Task directions:
Each line must appear in the answer exactly as it does in the data.

◆ ◆ ◆ ◆ ◆ ◆ ◆

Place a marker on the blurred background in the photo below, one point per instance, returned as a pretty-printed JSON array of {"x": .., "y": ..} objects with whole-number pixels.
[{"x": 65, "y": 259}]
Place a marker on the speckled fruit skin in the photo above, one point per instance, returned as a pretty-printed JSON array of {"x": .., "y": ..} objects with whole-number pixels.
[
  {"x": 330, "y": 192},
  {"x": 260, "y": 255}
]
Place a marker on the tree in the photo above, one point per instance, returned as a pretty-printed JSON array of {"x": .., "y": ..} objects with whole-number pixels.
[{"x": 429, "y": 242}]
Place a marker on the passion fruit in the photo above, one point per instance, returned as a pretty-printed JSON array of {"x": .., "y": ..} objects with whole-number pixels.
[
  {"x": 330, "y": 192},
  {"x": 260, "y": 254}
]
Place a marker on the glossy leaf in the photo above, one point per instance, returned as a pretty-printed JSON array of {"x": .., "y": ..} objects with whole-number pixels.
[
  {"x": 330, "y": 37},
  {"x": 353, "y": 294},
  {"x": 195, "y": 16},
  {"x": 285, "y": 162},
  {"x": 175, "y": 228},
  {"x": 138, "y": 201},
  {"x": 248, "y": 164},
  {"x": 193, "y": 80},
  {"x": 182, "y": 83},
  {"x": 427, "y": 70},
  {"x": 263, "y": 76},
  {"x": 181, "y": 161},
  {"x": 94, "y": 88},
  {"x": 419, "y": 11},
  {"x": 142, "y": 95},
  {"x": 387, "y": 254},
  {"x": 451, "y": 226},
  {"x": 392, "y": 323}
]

◆ ◆ ◆ ◆ ◆ ◆ ◆

Problem solution:
Place a marker on the blurred background in the photo below, one point per instance, returned as a pretty-printed JSON array of {"x": .., "y": ..} objects with whole-number pixels.
[{"x": 65, "y": 259}]
Place a marker on the speckled fruit skin in the photo above, one point per instance, returned as a pretty-printed JSON array of {"x": .., "y": ..} objects with whole-number pixels.
[
  {"x": 330, "y": 192},
  {"x": 260, "y": 255}
]
Place a marker on the tree in the photo above, one point per instance, returned as a pretty-printed JSON array of {"x": .., "y": ..} objects with whole-number pixels.
[{"x": 429, "y": 242}]
Place a marker on the passion fruit in the photo above, one point per instance, returned as a pretty-printed JSON array of {"x": .., "y": ..} objects with whole-number pixels.
[
  {"x": 330, "y": 192},
  {"x": 260, "y": 254}
]
Place a marker on the glossy leaf in the photo above, one point per instance, returned as a pretty-printed JSON array of {"x": .., "y": ..} objects with whole-number pixels.
[
  {"x": 330, "y": 37},
  {"x": 353, "y": 294},
  {"x": 195, "y": 16},
  {"x": 285, "y": 162},
  {"x": 175, "y": 228},
  {"x": 138, "y": 201},
  {"x": 248, "y": 164},
  {"x": 193, "y": 80},
  {"x": 182, "y": 83},
  {"x": 427, "y": 70},
  {"x": 263, "y": 76},
  {"x": 181, "y": 161},
  {"x": 94, "y": 88},
  {"x": 419, "y": 11},
  {"x": 142, "y": 95},
  {"x": 387, "y": 254},
  {"x": 451, "y": 226},
  {"x": 392, "y": 323}
]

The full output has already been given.